Exercise requirements ::
Each line of the data must be written out again verbatim; no image belongs in the copy.

Photo-based referring expression data ::

-=-=-=-=-

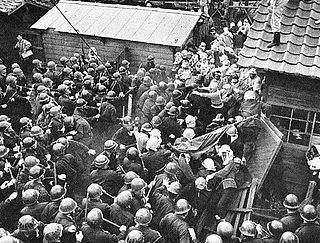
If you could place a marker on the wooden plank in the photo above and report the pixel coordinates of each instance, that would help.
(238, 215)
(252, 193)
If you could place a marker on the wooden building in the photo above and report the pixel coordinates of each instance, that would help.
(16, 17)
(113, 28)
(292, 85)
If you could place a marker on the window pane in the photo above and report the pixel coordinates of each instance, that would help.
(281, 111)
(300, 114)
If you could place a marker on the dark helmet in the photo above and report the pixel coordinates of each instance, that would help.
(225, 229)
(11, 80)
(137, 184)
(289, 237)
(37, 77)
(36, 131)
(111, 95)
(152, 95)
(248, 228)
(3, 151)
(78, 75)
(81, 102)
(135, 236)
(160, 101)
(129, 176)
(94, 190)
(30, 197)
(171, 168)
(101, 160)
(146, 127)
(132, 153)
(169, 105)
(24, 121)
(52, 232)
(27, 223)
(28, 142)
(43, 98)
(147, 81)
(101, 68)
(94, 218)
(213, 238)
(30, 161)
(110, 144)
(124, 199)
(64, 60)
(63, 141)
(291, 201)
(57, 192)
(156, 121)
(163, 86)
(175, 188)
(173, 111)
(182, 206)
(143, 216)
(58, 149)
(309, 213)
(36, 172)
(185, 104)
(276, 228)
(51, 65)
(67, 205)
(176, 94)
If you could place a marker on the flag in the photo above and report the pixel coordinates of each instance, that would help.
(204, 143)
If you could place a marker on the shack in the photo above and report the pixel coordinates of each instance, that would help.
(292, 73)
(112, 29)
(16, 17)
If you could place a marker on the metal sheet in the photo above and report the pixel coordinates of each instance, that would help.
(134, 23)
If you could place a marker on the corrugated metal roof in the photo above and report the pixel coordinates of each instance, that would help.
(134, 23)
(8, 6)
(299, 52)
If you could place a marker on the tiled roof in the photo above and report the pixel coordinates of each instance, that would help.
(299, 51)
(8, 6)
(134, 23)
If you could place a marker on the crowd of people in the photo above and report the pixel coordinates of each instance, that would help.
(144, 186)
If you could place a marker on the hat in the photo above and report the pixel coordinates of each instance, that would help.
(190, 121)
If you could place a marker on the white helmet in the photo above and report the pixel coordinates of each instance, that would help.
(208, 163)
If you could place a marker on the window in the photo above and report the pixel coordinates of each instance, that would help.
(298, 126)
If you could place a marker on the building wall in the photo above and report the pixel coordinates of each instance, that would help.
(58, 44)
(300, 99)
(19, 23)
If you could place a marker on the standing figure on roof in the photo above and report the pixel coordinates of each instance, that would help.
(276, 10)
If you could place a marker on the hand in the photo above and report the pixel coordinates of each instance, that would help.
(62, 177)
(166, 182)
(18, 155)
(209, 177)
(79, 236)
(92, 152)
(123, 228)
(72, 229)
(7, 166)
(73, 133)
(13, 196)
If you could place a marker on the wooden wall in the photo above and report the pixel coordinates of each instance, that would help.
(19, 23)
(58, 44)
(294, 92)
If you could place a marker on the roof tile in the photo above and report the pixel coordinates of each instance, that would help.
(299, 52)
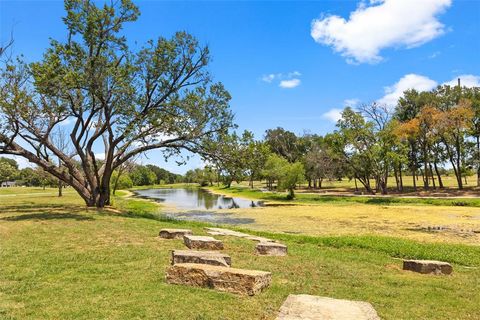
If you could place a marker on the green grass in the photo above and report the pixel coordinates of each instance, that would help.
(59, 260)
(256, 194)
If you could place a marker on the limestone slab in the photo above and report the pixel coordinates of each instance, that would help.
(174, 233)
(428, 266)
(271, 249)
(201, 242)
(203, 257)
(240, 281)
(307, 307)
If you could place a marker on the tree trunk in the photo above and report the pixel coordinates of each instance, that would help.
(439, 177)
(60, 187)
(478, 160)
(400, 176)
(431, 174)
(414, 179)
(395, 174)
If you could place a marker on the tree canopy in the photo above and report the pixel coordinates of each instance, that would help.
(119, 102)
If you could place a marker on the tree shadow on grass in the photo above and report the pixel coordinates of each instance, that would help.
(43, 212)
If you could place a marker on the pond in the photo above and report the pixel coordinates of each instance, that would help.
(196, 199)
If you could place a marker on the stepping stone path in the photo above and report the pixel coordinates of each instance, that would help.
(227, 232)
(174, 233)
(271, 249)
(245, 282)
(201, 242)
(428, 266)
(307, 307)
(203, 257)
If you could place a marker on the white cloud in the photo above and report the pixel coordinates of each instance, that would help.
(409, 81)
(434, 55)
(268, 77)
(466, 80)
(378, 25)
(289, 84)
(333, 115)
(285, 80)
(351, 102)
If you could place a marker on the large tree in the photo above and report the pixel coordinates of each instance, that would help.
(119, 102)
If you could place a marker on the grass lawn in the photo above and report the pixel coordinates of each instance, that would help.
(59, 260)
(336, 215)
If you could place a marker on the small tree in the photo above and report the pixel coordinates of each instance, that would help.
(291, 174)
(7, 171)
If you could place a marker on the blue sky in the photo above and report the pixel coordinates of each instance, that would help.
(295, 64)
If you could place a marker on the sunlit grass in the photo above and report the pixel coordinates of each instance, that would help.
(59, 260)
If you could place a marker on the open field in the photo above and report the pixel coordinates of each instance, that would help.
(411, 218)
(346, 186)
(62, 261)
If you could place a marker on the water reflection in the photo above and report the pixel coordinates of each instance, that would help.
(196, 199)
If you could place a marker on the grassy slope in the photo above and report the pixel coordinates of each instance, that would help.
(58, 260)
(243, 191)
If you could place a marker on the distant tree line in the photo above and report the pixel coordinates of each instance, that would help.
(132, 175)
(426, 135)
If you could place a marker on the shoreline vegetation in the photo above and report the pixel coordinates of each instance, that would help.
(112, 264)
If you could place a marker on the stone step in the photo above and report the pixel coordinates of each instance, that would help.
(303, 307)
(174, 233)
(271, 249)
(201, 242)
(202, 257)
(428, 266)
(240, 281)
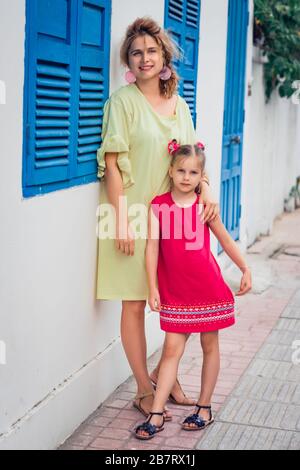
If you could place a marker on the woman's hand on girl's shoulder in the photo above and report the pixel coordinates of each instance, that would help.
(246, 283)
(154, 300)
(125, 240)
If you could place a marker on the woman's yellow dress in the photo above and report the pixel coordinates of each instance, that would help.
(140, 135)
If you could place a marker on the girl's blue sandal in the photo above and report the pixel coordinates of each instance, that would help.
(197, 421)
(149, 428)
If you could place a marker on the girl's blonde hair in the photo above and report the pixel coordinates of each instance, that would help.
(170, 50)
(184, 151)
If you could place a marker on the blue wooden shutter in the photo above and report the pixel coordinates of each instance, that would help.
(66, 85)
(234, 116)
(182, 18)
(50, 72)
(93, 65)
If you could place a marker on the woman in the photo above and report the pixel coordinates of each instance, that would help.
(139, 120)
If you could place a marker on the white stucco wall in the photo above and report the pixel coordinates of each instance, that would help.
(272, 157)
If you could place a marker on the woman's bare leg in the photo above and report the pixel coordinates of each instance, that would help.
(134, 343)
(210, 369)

-=-=-=-=-

Expected answer ::
If you could place a marker on the wooden plank in the photo above and report the pixel coordinates of each instance, that would help.
(238, 215)
(252, 193)
If you could place a marker on the wooden building in the photo above and report the pixel coordinates of each instance, that would help.
(16, 17)
(113, 28)
(292, 85)
If you could place a marker on the window pane in the photo above and report the pixel coordinates of each instance, that would help.
(281, 111)
(300, 114)
If you could place a marker on the dark helmet in the photo above and report the pixel coordinates of each instance, that would help.
(225, 229)
(11, 80)
(137, 184)
(289, 237)
(37, 77)
(36, 131)
(111, 95)
(152, 95)
(248, 228)
(3, 151)
(78, 75)
(81, 102)
(135, 236)
(160, 101)
(129, 176)
(94, 190)
(30, 197)
(171, 168)
(101, 160)
(146, 127)
(132, 153)
(169, 105)
(24, 121)
(52, 232)
(27, 223)
(28, 142)
(43, 98)
(147, 81)
(101, 68)
(94, 218)
(213, 238)
(30, 161)
(110, 144)
(124, 199)
(64, 60)
(63, 141)
(291, 201)
(57, 192)
(156, 121)
(163, 86)
(175, 188)
(173, 111)
(182, 206)
(143, 216)
(58, 149)
(309, 213)
(36, 172)
(185, 104)
(276, 228)
(51, 65)
(67, 205)
(176, 94)
If you could place a marker on the flag in the photo above and report the pixel coordinates of each instance, that would help.
(204, 143)
If you could place a marker on the shack in the photo above and report the pixel coordinates of each instance, that would help.
(292, 73)
(112, 29)
(16, 17)
If you could place a marker on the metal sheet in the photo above and report the pixel coordinates of each instance, that would help.
(134, 23)
If you could place a marker on the corrugated metal roof in the photo above and report the pixel coordinates of each instance, that would help.
(134, 23)
(8, 6)
(299, 52)
If you could place a marker on the tiled roof in the photo above and report the pixel coordinates of each instance, that would help.
(299, 51)
(8, 6)
(134, 23)
If you could place a marker on the crowd of people in the photo above and report the pixel coordinates of each instance, that would help.
(144, 186)
If you could place a marker on the hat in the photo above and report the pixel coordinates of each instance, that would help.
(190, 121)
If you could place a marker on the white helmet in the photo above and report the pixel coordinates of each instance, that would help.
(208, 163)
If you could place a marker on the window in the photo above and report the pixel coordinates of each instance, that would help.
(298, 126)
If you could place a marker on the building wall in the photo above and report the pixel coordinates of each instance, that would help.
(58, 44)
(300, 99)
(19, 23)
If you could place a marker on the standing figure on roof in the photo above and report the pixel coordinates of each instance, that would help.
(276, 10)
If you could place a marker on the hand in the photo above and report the pixel coordinates of each instance, that would help.
(62, 177)
(166, 182)
(18, 155)
(209, 177)
(79, 236)
(92, 152)
(123, 228)
(72, 229)
(7, 166)
(73, 133)
(13, 196)
If you could place a marker on the wooden wall in the photo above and report the pixel coordinates of each instance, that would help.
(19, 23)
(58, 44)
(294, 92)
If you could place a marker on the roof tile in the photo above and report the pixel coordinates of each instance, that would help.
(299, 52)
If you could place a marker on the green grass in the photo above and report the pixel coordinates of each instance, that would help.
(59, 260)
(256, 194)
If you could place a marker on the limestone slab in the photo above and report the pixel coordinates of each instance, that would help.
(174, 233)
(428, 266)
(271, 249)
(201, 242)
(203, 257)
(240, 281)
(307, 307)
If you could place a marker on the tree trunk in the photo above and report the pixel coordinates of each instance, that would help.
(439, 177)
(60, 187)
(478, 160)
(400, 176)
(431, 174)
(414, 179)
(395, 174)
If you could place a marker on the tree canopy in the photo above and report the pixel coordinates of each instance, that would help.
(119, 102)
If you could place a marker on the tree shadow on grass in the photo above and report the pixel coordinates of each instance, that would help.
(43, 212)
If you could place a marker on the pond in the photo above and report the pixel coordinates of each instance, that would help.
(196, 199)
If you could place a marker on the stepping stone path in the photo above and report the pixel coordinates of each instance, that would help.
(227, 232)
(174, 233)
(271, 249)
(245, 282)
(201, 242)
(428, 266)
(307, 307)
(203, 257)
If you could place a marker on the white cloud in the photo above and report the pixel coordinates of each instance, that would help.
(409, 81)
(434, 55)
(268, 77)
(466, 80)
(378, 25)
(289, 84)
(333, 115)
(285, 80)
(351, 102)
If you could place a marker on the large tree in the photo above and report the pixel coordinates of each instance, that would help.
(119, 102)
If you could place a marker on the grass lawn in the photo above and report the pixel coordinates of each instance, that would help.
(59, 260)
(336, 215)
If you could place a marker on the small tree in the photo above and report the pixel coordinates of each instance, that would help.
(291, 174)
(7, 171)
If you could place a marker on the blue sky in the photo above and report the pixel coordinates of each instance, that would help.
(295, 64)
If you could place a marker on the sunlit grass in the photo above and report the pixel coordinates of each instance, that would help.
(59, 260)
If you could place a marker on the open field in the photo above and report the pixel coordinates of each instance, that would help.
(411, 218)
(346, 186)
(62, 261)
If you could place a marker on the water reflection in the photo above and report the pixel coordinates of each instance, that would help.
(196, 199)
If you could place a marker on the grassy slope in the photo above and report the pixel coordinates of each instance, that would help.
(58, 260)
(243, 191)
If you could place a marker on the distant tree line in the photo above and report the pixel coordinates of each instance, that would help.
(132, 175)
(426, 135)
If you could place a marker on the shoreline vegetation in the photo above and report the pixel coordinates of each instance, that would help.
(112, 264)
If you could place a marker on the stone step in the photo above and report the pixel coordinates of each instance, that would help.
(303, 307)
(174, 233)
(271, 249)
(201, 242)
(202, 257)
(428, 266)
(240, 281)
If you could place a marker on the woman's hand on girl's shoulder in the photo above and report the pixel coordinates of each instance, that would help.
(246, 283)
(154, 300)
(125, 240)
If you could place a marker on the woman's yellow dress in the photo above and report the pixel coordinates of each instance, that would help.
(140, 135)
If you could place a marker on the girl's blue sandal in the photo above and report the pixel coordinates of each instance, that would help.
(197, 421)
(149, 428)
If you could place a marker on the girl's blonde hair in the photo above and report the pixel coordinates of each instance, that would help.
(170, 50)
(184, 151)
If you could place a marker on the blue wooden shutter in the photo above and report the pixel coordinates of each instance, that would help.
(66, 85)
(234, 116)
(182, 18)
(50, 72)
(93, 65)
If you could place a marker on the woman in the photo above and report the pixel coordinates of each instance, that would help.
(139, 120)
If you could place a marker on the white stucco wall in the photo above and report the pixel coordinates of each instance, that would help.
(272, 157)
If you could place a marker on the woman's bare leg in the photo above and report the pixel coordinates of each instance, that would help.
(134, 343)
(210, 369)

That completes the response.